**Short problem 1**
According to the world-building text, what is the cartography of fictional worlds sometimes called?
--- start Text to read ---
The goal of world-building is to create the context for a story.
Consistency is an important element, since the world provides a
foundation for the action of a story.
An uninhabited world can be useful for certain purposes,
especially in science fiction, but the majority of constructed
worlds have one or more sentient species. These species can have
constructed cultures and constructed languages. Designers in
hard science fiction may design flora and fauna towards the end
of the world-building process, thus creating lifeforms with
environmental adaptations to scientifically novel situations.
Perhaps the most basic consideration of world-building is to
what degree a fictional world will be based on real-world
physics compared to magic. While magic is a more common element
of fantasy settings, science fiction worlds can contain magic or
technological equivalents of it. For example, the Biotics in the
science fiction video game series Mass Effect have abilities,
described scientifically in-game, which mirror those of mages in
fantasy games. In the science fiction novel Midnight at the Well
of Souls, magic exists, but is explained scientifically.
Some fictional worlds modify the real-world laws of physics;
faster-than-light travel is a common factor in much science
fiction. World-building may combine physics and magic, such as
in the Dark Tower series and the Star Wars franchise.
Constructed worlds often have cosmologies, both in the
scientific and metaphysical senses of the word. Design of
science fiction worlds, especially those with spacefaring
societies, usually entails creation of a star system and
planets. If the designer wishes to apply real-life principles of
astronomy, he or she may develop detailed astronomical measures
for the orbit of the world, and to define the physical
characteristics of the other bodies in the same system; this
establishes chronological parameters, such as the length of a
day and the durations of seasons. Some systems are intentionally
bizarre. For Larry Niven's novels The Integral Trees and The
Smoke Ring, Niven designed a "freefall" environment, a gas torus
ring of habitable pressure, temperature, and composition, around
a neutron star.
Fantasy worlds can also involve unique cosmologies. In Dungeons
and Dragons, the physical world is referred to as the Prime
Material Plane, but other planes of existence devoted to moral
or elemental concepts are available for play, such as the
Spell-jammer setting, which provides an entirely novel fantasy
astrophysical system. Some fantasy worlds feature fictional
religions. The Elder Scrolls series, for example, contains a
variety of religions practiced by its world's various races. The
world of the 2000 video game Summoner has a well-developed
cosmology, including a creation myth.
Map construction is often one of the earliest tasks of
world-building. Maps can lay out a world's basic terrain
features and significant civilizations present. A clear, concise
map that displays the locations of key points in the story can
be a helpful tool for developers and audiences alike. Finished
creative products, such as books, may contain published versions
of development maps; many editions of The Lord of the Rings, for
example, include maps of Middle-earth. Cartography of fictional
worlds is sometimes called geo-fiction.
The physical geography of a fictional world is important in
designing weather patterns and biomes such as deserts, wetlands,
mountains, and forests. These physical features also affect the
growth and interaction of the various societies, such as the
establishment of trade routes and locations of important cities.
Desire for control of natural resources in a fictional world may
lead to war among its people. Geography can also define
ecosystems for each biome. Often, Earth-like ecology is assumed,
but designers can vary drastically from this trend. For example,
Isaac Asimov's short story "The Talking Stone" takes place in a
world where silicon, rather than carbon, is the basic building
block of life.
--- end Text to read ---
--- start Given records ---
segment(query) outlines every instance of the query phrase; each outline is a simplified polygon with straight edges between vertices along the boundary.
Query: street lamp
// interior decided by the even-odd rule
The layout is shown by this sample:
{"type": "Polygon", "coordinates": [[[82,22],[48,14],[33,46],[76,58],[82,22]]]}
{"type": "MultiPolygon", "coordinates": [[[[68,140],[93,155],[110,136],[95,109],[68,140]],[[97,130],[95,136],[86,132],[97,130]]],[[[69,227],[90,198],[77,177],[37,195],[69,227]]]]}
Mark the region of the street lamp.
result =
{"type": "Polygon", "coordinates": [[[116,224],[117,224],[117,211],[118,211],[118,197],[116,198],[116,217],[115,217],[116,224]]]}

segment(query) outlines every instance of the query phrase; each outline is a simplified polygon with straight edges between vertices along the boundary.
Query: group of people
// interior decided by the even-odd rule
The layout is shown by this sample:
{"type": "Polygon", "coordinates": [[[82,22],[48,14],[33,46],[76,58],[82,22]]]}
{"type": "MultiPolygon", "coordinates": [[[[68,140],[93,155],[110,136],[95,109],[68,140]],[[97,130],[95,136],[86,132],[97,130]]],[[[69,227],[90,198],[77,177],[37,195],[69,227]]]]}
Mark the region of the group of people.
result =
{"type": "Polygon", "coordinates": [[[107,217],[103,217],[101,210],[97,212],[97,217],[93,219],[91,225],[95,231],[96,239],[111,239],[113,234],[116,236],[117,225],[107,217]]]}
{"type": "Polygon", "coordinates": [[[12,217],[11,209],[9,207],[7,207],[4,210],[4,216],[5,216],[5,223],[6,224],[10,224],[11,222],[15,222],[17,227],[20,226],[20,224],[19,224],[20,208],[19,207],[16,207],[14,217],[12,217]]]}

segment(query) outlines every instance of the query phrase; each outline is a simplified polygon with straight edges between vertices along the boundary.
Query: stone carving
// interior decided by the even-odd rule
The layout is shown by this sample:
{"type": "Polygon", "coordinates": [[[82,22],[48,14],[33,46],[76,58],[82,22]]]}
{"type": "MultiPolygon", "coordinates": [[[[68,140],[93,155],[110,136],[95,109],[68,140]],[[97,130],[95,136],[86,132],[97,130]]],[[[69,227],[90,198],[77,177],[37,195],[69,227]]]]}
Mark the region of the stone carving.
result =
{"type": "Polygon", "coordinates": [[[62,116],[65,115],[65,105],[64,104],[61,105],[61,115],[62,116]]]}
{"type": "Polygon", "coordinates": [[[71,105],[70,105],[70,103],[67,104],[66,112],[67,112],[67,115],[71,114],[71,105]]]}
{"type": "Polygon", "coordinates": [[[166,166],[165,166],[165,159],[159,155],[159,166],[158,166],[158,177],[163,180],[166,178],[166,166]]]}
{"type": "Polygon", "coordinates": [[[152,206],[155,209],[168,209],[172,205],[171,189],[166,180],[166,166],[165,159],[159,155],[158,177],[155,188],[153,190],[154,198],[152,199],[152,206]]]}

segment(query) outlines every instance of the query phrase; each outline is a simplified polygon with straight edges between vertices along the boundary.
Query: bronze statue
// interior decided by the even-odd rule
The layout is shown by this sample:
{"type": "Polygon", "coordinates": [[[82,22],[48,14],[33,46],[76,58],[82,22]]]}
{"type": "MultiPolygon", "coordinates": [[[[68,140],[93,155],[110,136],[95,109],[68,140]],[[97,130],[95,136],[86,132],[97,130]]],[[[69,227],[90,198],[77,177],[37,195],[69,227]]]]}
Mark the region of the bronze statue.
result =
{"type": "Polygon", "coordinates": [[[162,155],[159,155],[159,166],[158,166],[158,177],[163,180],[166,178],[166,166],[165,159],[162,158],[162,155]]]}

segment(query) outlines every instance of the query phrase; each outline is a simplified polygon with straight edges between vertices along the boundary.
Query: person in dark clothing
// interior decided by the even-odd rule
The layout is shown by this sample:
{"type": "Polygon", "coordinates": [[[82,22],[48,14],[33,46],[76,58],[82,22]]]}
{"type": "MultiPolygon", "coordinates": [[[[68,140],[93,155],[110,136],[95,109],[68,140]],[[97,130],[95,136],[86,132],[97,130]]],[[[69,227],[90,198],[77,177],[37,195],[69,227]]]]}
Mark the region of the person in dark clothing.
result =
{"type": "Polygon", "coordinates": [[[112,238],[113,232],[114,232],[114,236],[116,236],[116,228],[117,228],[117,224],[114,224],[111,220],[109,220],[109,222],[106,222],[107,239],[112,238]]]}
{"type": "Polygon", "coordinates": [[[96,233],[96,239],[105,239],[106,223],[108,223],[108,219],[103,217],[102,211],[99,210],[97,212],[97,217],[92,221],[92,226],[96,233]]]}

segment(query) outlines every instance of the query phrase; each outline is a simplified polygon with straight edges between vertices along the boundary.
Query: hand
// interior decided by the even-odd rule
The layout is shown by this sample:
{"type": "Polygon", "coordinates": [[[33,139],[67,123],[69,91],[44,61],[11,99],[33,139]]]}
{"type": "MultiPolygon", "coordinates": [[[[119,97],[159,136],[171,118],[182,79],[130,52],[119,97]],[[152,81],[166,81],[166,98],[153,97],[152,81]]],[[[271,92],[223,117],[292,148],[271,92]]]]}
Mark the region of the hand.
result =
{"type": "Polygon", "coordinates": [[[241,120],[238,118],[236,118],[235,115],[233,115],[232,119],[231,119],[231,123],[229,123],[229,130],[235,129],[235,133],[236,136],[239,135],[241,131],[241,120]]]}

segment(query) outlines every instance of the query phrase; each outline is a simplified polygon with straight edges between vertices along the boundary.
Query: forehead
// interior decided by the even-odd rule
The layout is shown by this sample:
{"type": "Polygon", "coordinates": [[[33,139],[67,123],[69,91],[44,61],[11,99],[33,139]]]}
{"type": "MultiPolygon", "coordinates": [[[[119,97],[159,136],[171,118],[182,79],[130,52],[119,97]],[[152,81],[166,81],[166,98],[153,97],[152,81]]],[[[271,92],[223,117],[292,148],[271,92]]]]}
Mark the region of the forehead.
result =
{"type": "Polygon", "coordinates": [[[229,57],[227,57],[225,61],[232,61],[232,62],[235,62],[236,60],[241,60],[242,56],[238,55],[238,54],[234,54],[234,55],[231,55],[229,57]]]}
--- end Given records ---
--- start Given records ---
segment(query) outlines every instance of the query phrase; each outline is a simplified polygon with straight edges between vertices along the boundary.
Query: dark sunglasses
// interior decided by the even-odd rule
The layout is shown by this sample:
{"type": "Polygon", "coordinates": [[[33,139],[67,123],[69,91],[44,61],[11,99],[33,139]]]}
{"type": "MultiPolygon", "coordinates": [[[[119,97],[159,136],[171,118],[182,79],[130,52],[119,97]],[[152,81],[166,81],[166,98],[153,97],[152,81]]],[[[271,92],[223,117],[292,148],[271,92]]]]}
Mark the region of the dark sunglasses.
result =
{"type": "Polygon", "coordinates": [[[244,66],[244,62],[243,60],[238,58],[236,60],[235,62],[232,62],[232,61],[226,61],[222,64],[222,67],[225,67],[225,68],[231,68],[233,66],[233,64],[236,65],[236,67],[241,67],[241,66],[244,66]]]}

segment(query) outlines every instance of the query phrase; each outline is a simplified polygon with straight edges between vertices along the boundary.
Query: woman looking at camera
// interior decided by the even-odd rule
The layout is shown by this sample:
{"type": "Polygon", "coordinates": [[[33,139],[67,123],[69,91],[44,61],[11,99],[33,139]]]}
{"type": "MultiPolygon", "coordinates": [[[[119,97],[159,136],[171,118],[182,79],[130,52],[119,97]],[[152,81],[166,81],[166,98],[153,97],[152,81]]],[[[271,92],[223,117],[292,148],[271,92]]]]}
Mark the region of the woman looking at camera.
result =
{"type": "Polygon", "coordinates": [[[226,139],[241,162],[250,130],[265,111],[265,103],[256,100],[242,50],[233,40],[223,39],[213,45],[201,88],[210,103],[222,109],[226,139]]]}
--- end Given records ---
**Short problem 2**
Count the lines in the entries that contain the string "looking", and reply with only that number.

**Finished answer 1**
Geo-fiction.

**Finished answer 2**
2